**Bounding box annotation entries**
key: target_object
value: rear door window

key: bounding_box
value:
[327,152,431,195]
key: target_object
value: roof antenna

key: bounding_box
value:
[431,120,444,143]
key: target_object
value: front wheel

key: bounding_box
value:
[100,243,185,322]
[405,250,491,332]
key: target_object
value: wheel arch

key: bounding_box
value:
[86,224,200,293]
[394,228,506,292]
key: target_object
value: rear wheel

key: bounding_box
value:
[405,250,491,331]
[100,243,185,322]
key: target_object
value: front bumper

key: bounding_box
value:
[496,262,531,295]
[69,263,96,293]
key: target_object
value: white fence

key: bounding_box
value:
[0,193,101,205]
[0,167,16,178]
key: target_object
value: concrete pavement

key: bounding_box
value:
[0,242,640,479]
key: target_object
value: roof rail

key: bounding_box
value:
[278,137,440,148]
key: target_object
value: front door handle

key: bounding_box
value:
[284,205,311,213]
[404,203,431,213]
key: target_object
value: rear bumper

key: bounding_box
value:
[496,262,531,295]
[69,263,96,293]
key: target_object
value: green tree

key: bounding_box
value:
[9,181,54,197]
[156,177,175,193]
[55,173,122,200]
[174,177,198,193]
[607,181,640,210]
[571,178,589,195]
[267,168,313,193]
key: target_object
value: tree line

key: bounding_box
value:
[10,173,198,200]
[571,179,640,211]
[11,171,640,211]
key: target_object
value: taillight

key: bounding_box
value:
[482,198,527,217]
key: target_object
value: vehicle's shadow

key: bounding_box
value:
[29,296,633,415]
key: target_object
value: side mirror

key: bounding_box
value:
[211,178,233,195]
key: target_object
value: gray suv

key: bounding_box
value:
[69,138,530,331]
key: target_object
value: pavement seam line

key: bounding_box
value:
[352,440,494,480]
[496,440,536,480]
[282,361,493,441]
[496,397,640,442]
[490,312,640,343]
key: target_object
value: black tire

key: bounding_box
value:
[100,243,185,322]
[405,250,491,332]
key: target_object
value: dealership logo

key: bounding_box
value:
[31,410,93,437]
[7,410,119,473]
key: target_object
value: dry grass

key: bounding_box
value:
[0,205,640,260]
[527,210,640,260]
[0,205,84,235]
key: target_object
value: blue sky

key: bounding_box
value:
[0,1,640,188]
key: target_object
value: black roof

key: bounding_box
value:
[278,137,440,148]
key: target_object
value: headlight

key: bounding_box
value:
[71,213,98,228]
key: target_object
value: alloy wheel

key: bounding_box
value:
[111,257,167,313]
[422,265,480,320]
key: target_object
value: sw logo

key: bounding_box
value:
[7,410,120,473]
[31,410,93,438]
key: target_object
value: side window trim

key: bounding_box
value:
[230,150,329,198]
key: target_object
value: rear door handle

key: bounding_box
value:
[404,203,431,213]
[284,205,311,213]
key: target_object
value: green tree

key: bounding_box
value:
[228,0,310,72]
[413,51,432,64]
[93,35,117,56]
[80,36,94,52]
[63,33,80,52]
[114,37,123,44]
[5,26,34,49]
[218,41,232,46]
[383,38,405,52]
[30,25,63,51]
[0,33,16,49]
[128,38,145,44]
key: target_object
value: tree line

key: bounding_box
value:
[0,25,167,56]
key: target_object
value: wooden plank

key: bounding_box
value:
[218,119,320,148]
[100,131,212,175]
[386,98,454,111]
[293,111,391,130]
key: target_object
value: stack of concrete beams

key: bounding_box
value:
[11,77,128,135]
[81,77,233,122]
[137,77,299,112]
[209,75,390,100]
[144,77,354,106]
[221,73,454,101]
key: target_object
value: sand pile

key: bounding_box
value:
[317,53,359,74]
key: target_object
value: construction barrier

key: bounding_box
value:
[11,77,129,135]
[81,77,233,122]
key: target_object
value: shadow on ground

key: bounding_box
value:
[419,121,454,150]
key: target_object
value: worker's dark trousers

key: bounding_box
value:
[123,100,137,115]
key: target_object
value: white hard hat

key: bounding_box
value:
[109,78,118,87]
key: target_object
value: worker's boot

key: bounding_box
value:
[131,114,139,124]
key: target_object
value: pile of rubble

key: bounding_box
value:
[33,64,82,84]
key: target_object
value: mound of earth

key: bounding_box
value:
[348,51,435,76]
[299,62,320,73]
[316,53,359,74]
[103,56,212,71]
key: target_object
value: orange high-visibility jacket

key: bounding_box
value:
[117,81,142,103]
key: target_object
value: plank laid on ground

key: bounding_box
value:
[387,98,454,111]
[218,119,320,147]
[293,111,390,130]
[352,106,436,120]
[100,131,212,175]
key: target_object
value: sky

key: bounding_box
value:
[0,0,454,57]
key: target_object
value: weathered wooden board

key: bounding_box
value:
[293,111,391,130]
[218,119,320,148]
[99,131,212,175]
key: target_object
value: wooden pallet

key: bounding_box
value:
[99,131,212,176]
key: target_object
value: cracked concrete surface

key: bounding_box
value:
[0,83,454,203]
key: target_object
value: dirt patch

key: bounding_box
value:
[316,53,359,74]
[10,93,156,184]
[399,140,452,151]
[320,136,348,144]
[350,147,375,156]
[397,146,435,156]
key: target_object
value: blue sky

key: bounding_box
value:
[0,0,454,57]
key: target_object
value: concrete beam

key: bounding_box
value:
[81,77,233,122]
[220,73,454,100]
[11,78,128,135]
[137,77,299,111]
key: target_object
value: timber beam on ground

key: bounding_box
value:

**The request**
Print out all the entries precisely as written.

**Solution**
key: target_object
value: rear door window

key: bounding_box
value:
[327,152,431,195]
key: target_object
value: roof antenna

key: bounding_box
value:
[431,120,444,143]
key: target_object
value: front wheel

key: bounding_box
value:
[100,243,185,322]
[405,250,491,332]
key: target_object
value: wheel arch

key: bounding_box
value:
[86,224,200,293]
[394,228,506,292]
key: target_object
value: rear wheel

key: bounding_box
value:
[405,250,491,331]
[100,243,185,322]
key: target_object
value: front bumper

key: bounding_box
value:
[496,262,531,295]
[69,263,96,293]
key: target_object
value: white fence

key: bounding_box
value:
[0,193,101,205]
[0,167,16,178]
key: target_object
value: concrete pavement

key: bounding_box
value:
[0,242,640,479]
key: target_object
value: roof rail

key: bounding_box
value:
[278,137,440,148]
key: target_object
value: front door handle

key: bounding_box
value:
[284,205,311,213]
[404,203,431,213]
key: target_object
value: rear bumper

key: bounding_box
value:
[496,262,531,295]
[69,263,96,293]
key: target_object
value: green tree

key: bounding_box
value:
[9,181,54,197]
[156,177,175,193]
[55,173,122,200]
[174,177,198,193]
[607,181,640,210]
[571,178,589,195]
[267,168,313,193]
key: target_object
value: tree line

key: bounding_box
value:
[10,173,198,200]
[571,179,640,211]
[11,171,640,211]
key: target_object
value: taillight

key: bounding_box
value:
[482,198,527,217]
key: target_object
value: vehicle's shadow

key: bounding_box
value:
[29,296,633,415]
key: target_object
value: side mirror

key: bounding_box
value:
[211,178,233,195]
key: target_object
value: gray suv

key: bounding_box
value:
[69,138,530,331]
key: target_object
value: pavement seam line

key: bounding_box
value:
[352,440,494,480]
[496,440,536,480]
[282,361,493,441]
[496,397,640,442]
[490,312,640,343]
key: target_object
value: black tire

key: bounding_box
value:
[100,243,185,322]
[405,250,491,332]
key: target_object
value: dealership logo

key: bounding_box
value:
[31,410,93,437]
[7,410,119,473]
key: target_object
value: dry grass

key: bounding_box
value:
[0,205,640,260]
[527,210,640,260]
[0,205,84,235]
key: target_object
value: blue sky

key: bounding_box
value:
[0,1,640,188]
key: target_object
value: black roof

key: bounding_box
value:
[278,137,440,148]
key: target_object
value: headlight

key: bounding_box
value:
[71,213,98,228]
key: target_object
value: alloy wheel

key: bounding_box
value:
[111,257,167,313]
[422,265,480,320]
key: target_object
value: sw logo

key: bounding_box
value:
[7,410,120,473]
[31,410,93,438]
key: target_object
value: side window trim

key: bounding_box
value:
[230,150,329,198]
key: target_object
value: rear door handle

key: bounding_box
value:
[404,203,431,213]
[284,205,311,213]
key: target_object
value: green tree

key: bounding_box
value:
[228,0,310,72]
[413,51,432,64]
[93,35,117,56]
[80,36,94,52]
[63,33,80,52]
[114,37,123,44]
[5,26,34,49]
[218,41,232,46]
[383,38,405,52]
[30,25,63,51]
[0,33,16,49]
[128,38,145,44]
key: target_object
value: tree line

key: bounding_box
value:
[0,25,167,56]
key: target_object
value: wooden plank

key: bounding_box
value:
[218,119,320,148]
[100,131,212,175]
[386,98,454,111]
[293,111,391,130]
key: target_object
value: stack of concrete beams

key: bounding_box
value:
[11,77,128,135]
[81,77,233,122]
[137,77,299,112]
[209,75,390,100]
[144,77,354,106]
[221,73,454,101]
key: target_object
value: sand pile

key: bounding_box
value:
[317,53,359,74]
key: target_object
value: construction barrier

key: bounding_box
value:
[11,77,129,135]
[81,77,233,122]
key: target_object
value: shadow on ground

key: bounding_box
value:
[419,121,454,150]
key: target_object
value: worker's dark trousers

key: bounding_box
value:
[123,100,137,115]
key: target_object
value: white hard hat

key: bounding_box
value:
[109,78,118,87]
key: target_object
value: worker's boot

key: bounding_box
value:
[131,114,139,124]
key: target_object
value: pile of rubble

key: bounding_box
value:
[33,64,82,84]
key: target_object
value: mound of earth

key: bounding_box
value:
[348,51,435,76]
[299,62,320,73]
[316,53,359,74]
[103,56,212,71]
key: target_object
value: orange high-visibility jacket

key: bounding_box
value:
[117,81,142,103]
key: target_object
value: plank laid on ground

key: bounding_box
value:
[387,98,454,111]
[218,119,320,147]
[293,111,390,130]
[352,106,436,120]
[100,131,212,175]
key: target_object
value: sky

key: bounding_box
value:
[0,0,454,57]
key: target_object
value: weathered wooden board

key: bounding_box
value:
[293,111,391,130]
[218,119,320,148]
[99,131,212,175]
key: target_object
value: wooden pallet

key: bounding_box
value:
[99,131,212,176]
key: target_object
value: cracked concrete surface

key: bounding_box
value:
[0,83,454,203]
key: target_object
value: dirt patch

key: bounding_box
value:
[316,53,359,74]
[10,93,156,184]
[399,140,452,151]
[320,136,348,144]
[350,147,375,156]
[397,146,435,156]
key: target_object
value: blue sky

key: bounding_box
value:
[0,0,454,57]
key: target_object
value: concrete beam

key: bounding_box
value:
[81,77,233,122]
[220,73,454,100]
[11,78,128,135]
[137,77,299,111]
key: target_object
value: timber beam on ground

key: bounding_box
value:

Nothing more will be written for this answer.